- **GIVEN REQUEST**
Write the records below out in full, character for character, with no pictures.

╭──

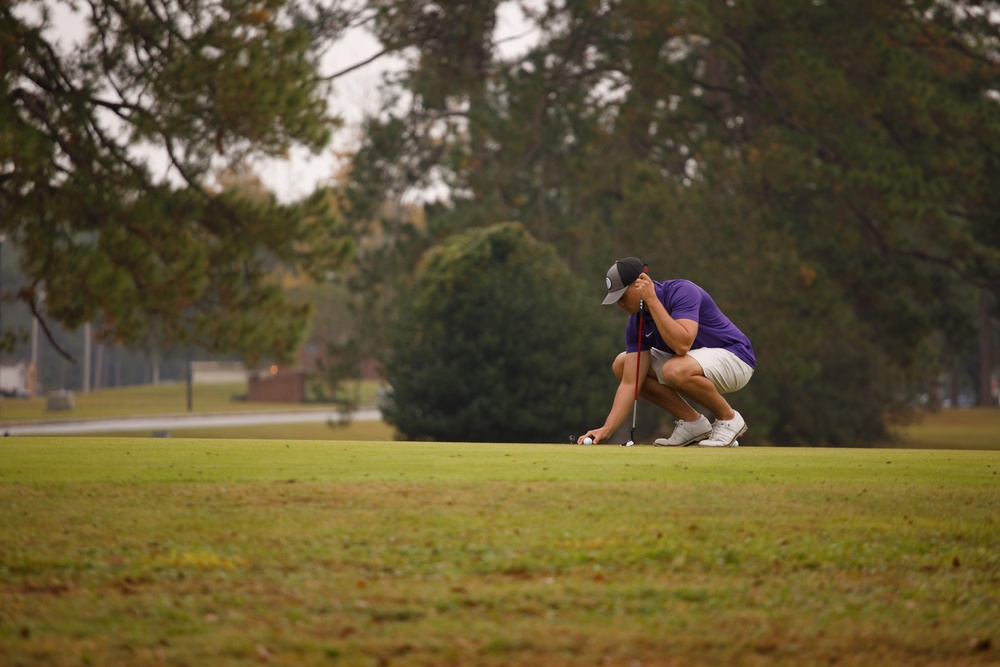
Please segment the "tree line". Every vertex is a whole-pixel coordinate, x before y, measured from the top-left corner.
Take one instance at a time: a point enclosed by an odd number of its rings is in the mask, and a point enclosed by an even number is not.
[[[536,39],[505,57],[512,4]],[[997,4],[107,0],[72,53],[49,42],[47,3],[5,6],[0,225],[29,277],[13,297],[109,339],[252,360],[307,327],[274,269],[337,272],[389,361],[421,258],[516,222],[574,290],[599,296],[627,255],[709,289],[757,351],[756,442],[873,442],[970,350],[989,399]],[[221,166],[326,145],[320,60],[359,26],[405,65],[349,170],[292,205],[218,187]],[[431,185],[447,200],[404,204]],[[616,314],[578,310],[566,322],[599,324],[579,335],[620,337]]]

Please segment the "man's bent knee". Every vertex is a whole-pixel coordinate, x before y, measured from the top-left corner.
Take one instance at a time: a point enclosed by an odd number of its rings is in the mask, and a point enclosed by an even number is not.
[[[663,383],[671,389],[683,386],[693,375],[702,375],[701,365],[693,359],[674,357],[663,364]]]

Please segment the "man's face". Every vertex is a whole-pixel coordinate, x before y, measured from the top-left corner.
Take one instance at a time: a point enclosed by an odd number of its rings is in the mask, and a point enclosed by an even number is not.
[[[639,312],[639,293],[635,289],[635,283],[629,285],[621,297],[619,297],[618,307],[629,315],[635,315]]]

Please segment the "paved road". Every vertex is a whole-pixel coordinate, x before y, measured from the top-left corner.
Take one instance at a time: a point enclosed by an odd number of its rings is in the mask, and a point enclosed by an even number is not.
[[[81,419],[46,422],[2,424],[4,436],[17,435],[81,435],[111,431],[169,431],[179,428],[212,428],[215,426],[251,426],[254,424],[302,424],[337,421],[334,411],[256,412],[226,415],[164,415],[159,417],[121,417],[117,419]],[[378,421],[382,413],[376,409],[358,410],[354,421]]]

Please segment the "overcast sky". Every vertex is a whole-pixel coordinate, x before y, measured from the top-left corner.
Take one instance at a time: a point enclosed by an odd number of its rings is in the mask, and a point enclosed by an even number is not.
[[[542,2],[544,0],[538,0],[538,4]],[[82,15],[74,14],[61,2],[51,4],[50,8],[59,47],[72,50],[86,38]],[[537,40],[537,34],[530,30],[517,3],[507,1],[499,5],[494,38],[499,44],[500,54],[510,57],[529,48]],[[322,72],[332,74],[340,71],[380,50],[378,41],[370,33],[363,29],[354,30],[330,47],[322,60]],[[335,115],[344,119],[344,127],[334,133],[333,142],[320,155],[312,155],[305,149],[294,149],[287,160],[259,162],[256,170],[264,184],[279,199],[287,202],[308,195],[318,184],[330,182],[339,169],[337,153],[351,151],[357,146],[361,119],[378,108],[378,86],[382,75],[401,64],[399,57],[384,56],[336,79],[330,107]],[[165,158],[149,155],[147,159],[154,173],[159,168],[162,174],[168,174]]]

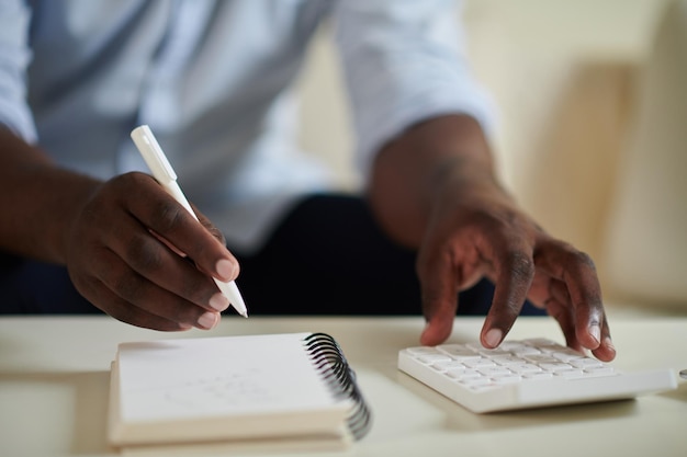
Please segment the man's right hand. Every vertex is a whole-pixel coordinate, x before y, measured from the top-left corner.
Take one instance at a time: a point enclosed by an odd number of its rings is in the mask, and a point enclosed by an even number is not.
[[[202,224],[149,175],[98,186],[69,227],[66,263],[77,289],[108,315],[138,327],[211,329],[229,302],[238,263],[221,232]]]

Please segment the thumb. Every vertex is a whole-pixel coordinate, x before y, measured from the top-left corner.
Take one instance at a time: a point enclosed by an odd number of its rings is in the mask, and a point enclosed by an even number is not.
[[[451,269],[442,274],[420,278],[423,288],[423,312],[427,324],[420,335],[420,344],[435,346],[443,343],[453,330],[458,309],[458,287]]]

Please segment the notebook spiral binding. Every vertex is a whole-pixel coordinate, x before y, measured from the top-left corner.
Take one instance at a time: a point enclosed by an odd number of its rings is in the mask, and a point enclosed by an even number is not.
[[[361,439],[370,431],[372,414],[356,382],[356,373],[339,344],[327,333],[312,333],[304,339],[304,343],[315,368],[334,395],[353,400],[354,407],[348,416],[348,427],[356,439]]]

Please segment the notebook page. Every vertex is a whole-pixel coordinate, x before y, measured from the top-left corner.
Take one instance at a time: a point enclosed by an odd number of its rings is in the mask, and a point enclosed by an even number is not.
[[[308,333],[166,340],[120,345],[123,422],[326,409]]]

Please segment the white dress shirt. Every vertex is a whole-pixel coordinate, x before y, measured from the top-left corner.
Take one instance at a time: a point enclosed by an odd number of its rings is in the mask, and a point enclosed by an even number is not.
[[[101,179],[145,163],[148,124],[179,183],[229,245],[260,245],[333,176],[299,150],[292,82],[330,20],[351,101],[356,162],[409,125],[487,98],[446,0],[0,0],[0,123]]]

╰──

- **SOLUTION TO THE EXERCISE**
Please segment the "tree line". Every vertex is a whole-pixel coordinate, x before y, measured from the top-left corner.
Take one instance at a time: a point enclosed by an odd number of its rings is in the mask, and a point enclosed by an even number is not.
[[[536,39],[505,57],[512,4]],[[997,4],[107,0],[72,53],[49,42],[47,3],[5,6],[0,225],[29,277],[13,297],[109,339],[252,360],[307,327],[274,269],[337,272],[389,361],[421,258],[516,222],[574,290],[599,296],[627,255],[709,289],[757,351],[756,442],[873,442],[970,350],[989,399]],[[221,166],[326,145],[320,60],[359,26],[405,65],[349,170],[292,205],[218,187]],[[431,185],[447,200],[404,204]],[[616,314],[578,310],[566,322],[599,324],[579,335],[620,337]]]

Please segment the "man's bent knee". Every vertex is a whole-pixel coordinate, x before y, measured from the top-left corner.
Take one instance at a time: a point enclosed by an odd number of its rings is in the mask, and a point enclosed by an even number is not.
[[[663,383],[671,389],[683,386],[693,375],[702,375],[701,365],[693,359],[674,357],[663,364]]]

Please segment the "man's face". Every vertex is a whole-pixel coordinate, x before y, measured from the top-left corner.
Take one instance at a time: a point enclosed by an odd number of its rings is in the mask, and a point enclosed by an even number is not.
[[[639,312],[639,293],[635,289],[635,283],[629,285],[621,297],[619,297],[618,307],[629,315],[635,315]]]

Please segment the "paved road". Every vertex is a whole-pixel coordinate, x before y, measured from the top-left corner.
Take one instance at a time: a point enclosed by an odd number of its rings is in the mask, and a point enclosed by an even number is not.
[[[81,419],[46,422],[2,424],[4,436],[17,435],[81,435],[111,431],[169,431],[179,428],[212,428],[215,426],[251,426],[254,424],[302,424],[337,421],[334,411],[256,412],[226,415],[164,415],[159,417],[121,417],[117,419]],[[378,421],[382,413],[376,409],[358,410],[354,421]]]

Please segment the "overcast sky". Every vertex is a whole-pixel coordinate, x before y, measured from the top-left corner.
Take one instance at a time: a point enclosed by an odd number of its rings is in the mask, and a point enclosed by an even number is not.
[[[542,2],[544,0],[538,0],[538,4]],[[82,15],[74,14],[61,2],[51,4],[50,8],[59,47],[72,50],[86,38]],[[537,40],[537,34],[530,30],[517,3],[507,1],[499,5],[494,38],[499,44],[500,54],[510,57],[529,48]],[[322,72],[332,74],[340,71],[380,50],[378,41],[370,33],[363,29],[354,30],[330,47],[322,60]],[[335,115],[344,119],[344,127],[334,133],[333,142],[320,155],[312,155],[305,149],[294,149],[287,160],[259,162],[256,170],[264,184],[279,199],[287,202],[308,195],[318,184],[330,182],[339,169],[337,153],[351,151],[357,146],[361,119],[378,108],[378,86],[382,75],[401,64],[399,57],[384,56],[336,79],[330,107]],[[165,158],[149,155],[147,159],[154,173],[159,168],[162,174],[168,174]]]

Please segment the man's right hand. Every vertex is a whole-pixel coordinate, x before y, measured from the top-left corner.
Take one instance at a time: a point enclosed by an odd number of its rings is in the mask, and a point enclosed by an even number is not.
[[[202,224],[149,175],[98,186],[69,227],[66,263],[77,289],[108,315],[138,327],[211,329],[229,302],[238,263],[221,232]]]

Please segment the thumb. Every vertex is a whole-pixel coordinate, x before y, measured from the top-left corner.
Take one instance at a time: a point enclosed by an odd number of its rings is in the mask, and a point enclosed by an even number is not.
[[[451,269],[442,274],[420,278],[423,288],[423,312],[427,324],[420,335],[420,344],[435,346],[443,343],[453,330],[458,309],[458,287]]]

Please segment the notebook spiral binding. Every vertex is a whole-pixel coordinate, x before y, measured from the top-left corner.
Take one instance at a time: a point enclosed by an odd number of its rings is in the mask, and a point enclosed by an even number is not.
[[[361,439],[370,431],[372,414],[356,382],[356,373],[339,344],[327,333],[312,333],[304,339],[304,343],[315,368],[334,395],[353,400],[354,407],[348,416],[348,427],[356,439]]]

Please segment the notebook page. Every vertex is a whole-pixel coordinate, x before y, measured from the top-left corner.
Take one instance at a time: a point enclosed by an odd number of its rings is in the mask, and a point enclosed by an even number is not.
[[[308,333],[166,340],[120,345],[123,422],[326,409]]]

Please segment the white dress shirt. Every vertex is a whole-pixel coordinate, x before y, measured from the top-left corner.
Take one instance at a time: a point enclosed by an odd number of its rings is in the mask, and a point enclosed by an even number is not.
[[[101,179],[145,163],[148,124],[179,183],[229,245],[260,245],[333,176],[299,150],[292,82],[330,20],[351,101],[356,162],[409,125],[487,98],[446,0],[0,0],[0,123]]]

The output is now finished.